# GIVEN PROBLEM
Could you reproduce all of the data below, line for line, without changing a single character?

^^^^

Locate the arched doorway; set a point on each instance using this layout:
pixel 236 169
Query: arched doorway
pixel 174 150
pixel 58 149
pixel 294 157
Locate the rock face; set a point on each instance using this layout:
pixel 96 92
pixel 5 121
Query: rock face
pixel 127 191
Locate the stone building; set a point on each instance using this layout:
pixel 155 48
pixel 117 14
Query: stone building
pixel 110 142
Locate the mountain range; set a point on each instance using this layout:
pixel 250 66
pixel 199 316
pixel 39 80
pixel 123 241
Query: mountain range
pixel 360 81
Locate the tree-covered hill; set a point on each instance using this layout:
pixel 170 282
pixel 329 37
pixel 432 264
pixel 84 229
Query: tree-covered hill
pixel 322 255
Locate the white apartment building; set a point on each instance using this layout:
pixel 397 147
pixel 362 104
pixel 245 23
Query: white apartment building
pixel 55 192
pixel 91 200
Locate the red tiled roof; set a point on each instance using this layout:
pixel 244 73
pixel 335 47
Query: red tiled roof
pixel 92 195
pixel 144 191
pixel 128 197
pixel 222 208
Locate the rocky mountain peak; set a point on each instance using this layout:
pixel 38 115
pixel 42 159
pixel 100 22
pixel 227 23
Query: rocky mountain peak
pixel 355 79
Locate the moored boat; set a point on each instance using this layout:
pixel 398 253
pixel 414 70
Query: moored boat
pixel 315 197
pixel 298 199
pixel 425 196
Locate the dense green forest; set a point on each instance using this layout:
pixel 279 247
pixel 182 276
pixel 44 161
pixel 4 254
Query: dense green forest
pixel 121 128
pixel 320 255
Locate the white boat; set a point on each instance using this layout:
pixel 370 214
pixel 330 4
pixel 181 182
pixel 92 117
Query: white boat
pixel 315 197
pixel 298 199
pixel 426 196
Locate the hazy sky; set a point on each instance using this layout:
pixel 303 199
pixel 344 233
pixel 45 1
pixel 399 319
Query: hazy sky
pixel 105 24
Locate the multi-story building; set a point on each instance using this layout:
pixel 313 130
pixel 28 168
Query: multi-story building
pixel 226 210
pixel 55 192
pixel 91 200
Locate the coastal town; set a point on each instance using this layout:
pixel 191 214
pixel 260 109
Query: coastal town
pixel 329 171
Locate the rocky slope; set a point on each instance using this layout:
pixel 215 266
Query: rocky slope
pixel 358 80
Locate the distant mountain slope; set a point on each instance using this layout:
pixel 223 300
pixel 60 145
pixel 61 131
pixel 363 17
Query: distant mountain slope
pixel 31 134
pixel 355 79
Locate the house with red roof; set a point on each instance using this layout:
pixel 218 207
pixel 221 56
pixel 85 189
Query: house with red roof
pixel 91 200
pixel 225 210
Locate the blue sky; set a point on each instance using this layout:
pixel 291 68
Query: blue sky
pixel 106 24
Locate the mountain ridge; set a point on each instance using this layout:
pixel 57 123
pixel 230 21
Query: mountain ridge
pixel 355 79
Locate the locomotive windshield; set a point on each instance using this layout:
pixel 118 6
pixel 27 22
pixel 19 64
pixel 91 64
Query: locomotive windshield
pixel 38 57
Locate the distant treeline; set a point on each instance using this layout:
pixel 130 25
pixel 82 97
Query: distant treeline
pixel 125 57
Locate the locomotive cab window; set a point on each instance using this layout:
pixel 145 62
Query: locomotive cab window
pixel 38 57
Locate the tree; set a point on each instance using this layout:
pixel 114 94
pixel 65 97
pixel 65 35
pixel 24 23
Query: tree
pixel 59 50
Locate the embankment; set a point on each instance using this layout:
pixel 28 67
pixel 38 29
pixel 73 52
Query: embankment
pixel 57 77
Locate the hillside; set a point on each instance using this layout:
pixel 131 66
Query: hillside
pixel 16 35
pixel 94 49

^^^^

# TASK OUTPUT
Locate the arched doorway; set a point on each instance using this layout:
pixel 236 169
Query: arched doorway
pixel 174 150
pixel 58 149
pixel 294 157
Locate the rock face; set a point on each instance using this layout:
pixel 96 92
pixel 5 121
Query: rock face
pixel 127 191
Locate the stone building; set a point on each instance using this layout:
pixel 155 48
pixel 117 14
Query: stone building
pixel 110 142
Locate the mountain range; set a point on each instance using this layout:
pixel 250 66
pixel 199 316
pixel 39 80
pixel 123 241
Query: mountain range
pixel 360 81
Locate the tree-covered hill; set a point on each instance using this layout:
pixel 170 282
pixel 329 37
pixel 432 264
pixel 84 229
Query: tree-covered hill
pixel 322 255
Locate the white apartment building; set a point on each instance using this layout:
pixel 397 147
pixel 362 104
pixel 245 23
Query: white apartment building
pixel 55 192
pixel 91 200
Locate the red tiled roof; set a point on each instance using this layout:
pixel 244 73
pixel 335 47
Query: red tiled roof
pixel 92 195
pixel 144 191
pixel 128 197
pixel 222 208
Locate the rocky mountain peak; set a point on each instance using this layout:
pixel 38 115
pixel 42 159
pixel 100 22
pixel 227 23
Query: rocky mountain peak
pixel 355 79
Locate the moored boat; set a point on each instance using this layout:
pixel 398 253
pixel 414 70
Query: moored boat
pixel 315 197
pixel 298 199
pixel 425 196
Locate the dense green forest; set a point on each instance using this layout:
pixel 279 247
pixel 182 276
pixel 44 161
pixel 4 254
Query: dense green forest
pixel 121 128
pixel 320 255
Locate the white boat; set a point on each instance using this layout:
pixel 370 214
pixel 330 4
pixel 181 182
pixel 92 117
Query: white boat
pixel 315 197
pixel 298 199
pixel 426 196
Locate the hazy sky; set a point on each instance using this layout:
pixel 303 199
pixel 344 233
pixel 45 1
pixel 399 319
Query: hazy sky
pixel 105 24
Locate the multi-story building; set a point on each instance using this layout:
pixel 313 130
pixel 28 168
Query: multi-story building
pixel 226 210
pixel 55 192
pixel 91 200
Locate the coastal town; set a point on each instance using this layout:
pixel 191 214
pixel 260 109
Query: coastal town
pixel 329 171
Locate the rocky slope; set a point on each instance using this layout:
pixel 215 266
Query: rocky slope
pixel 358 80
Locate the distant mountain slope; set a point on each instance using this layout:
pixel 223 300
pixel 60 145
pixel 61 131
pixel 363 17
Query: distant mountain slope
pixel 31 134
pixel 355 79
Locate the house with red roof; set a point on each instance using this layout:
pixel 218 207
pixel 221 56
pixel 85 189
Query: house with red roof
pixel 91 200
pixel 225 210
Locate the blue sky; set a point on each instance using this layout:
pixel 291 68
Query: blue sky
pixel 106 24
Locate the mountain ridge; set a point on each instance using this layout:
pixel 57 123
pixel 230 21
Query: mountain ridge
pixel 355 79
Locate the locomotive windshield; set a point on each instance using this layout:
pixel 118 6
pixel 27 22
pixel 19 64
pixel 91 64
Query: locomotive windshield
pixel 38 57
Locate the distant treeline; set a point on each instance using this layout:
pixel 130 25
pixel 82 97
Query: distant treeline
pixel 125 57
Locate the locomotive cab window; set a point on each instance using this layout:
pixel 145 62
Query: locomotive cab window
pixel 38 57
Locate the tree; set a point on each instance using this layout:
pixel 114 94
pixel 65 97
pixel 65 35
pixel 24 23
Query: tree
pixel 59 50
Locate the embankment; set a point on each instance using this layout:
pixel 28 67
pixel 38 29
pixel 73 52
Query: embankment
pixel 57 77
Locate the hillside; set a point on each instance using this layout:
pixel 131 66
Query: hillside
pixel 16 35
pixel 94 49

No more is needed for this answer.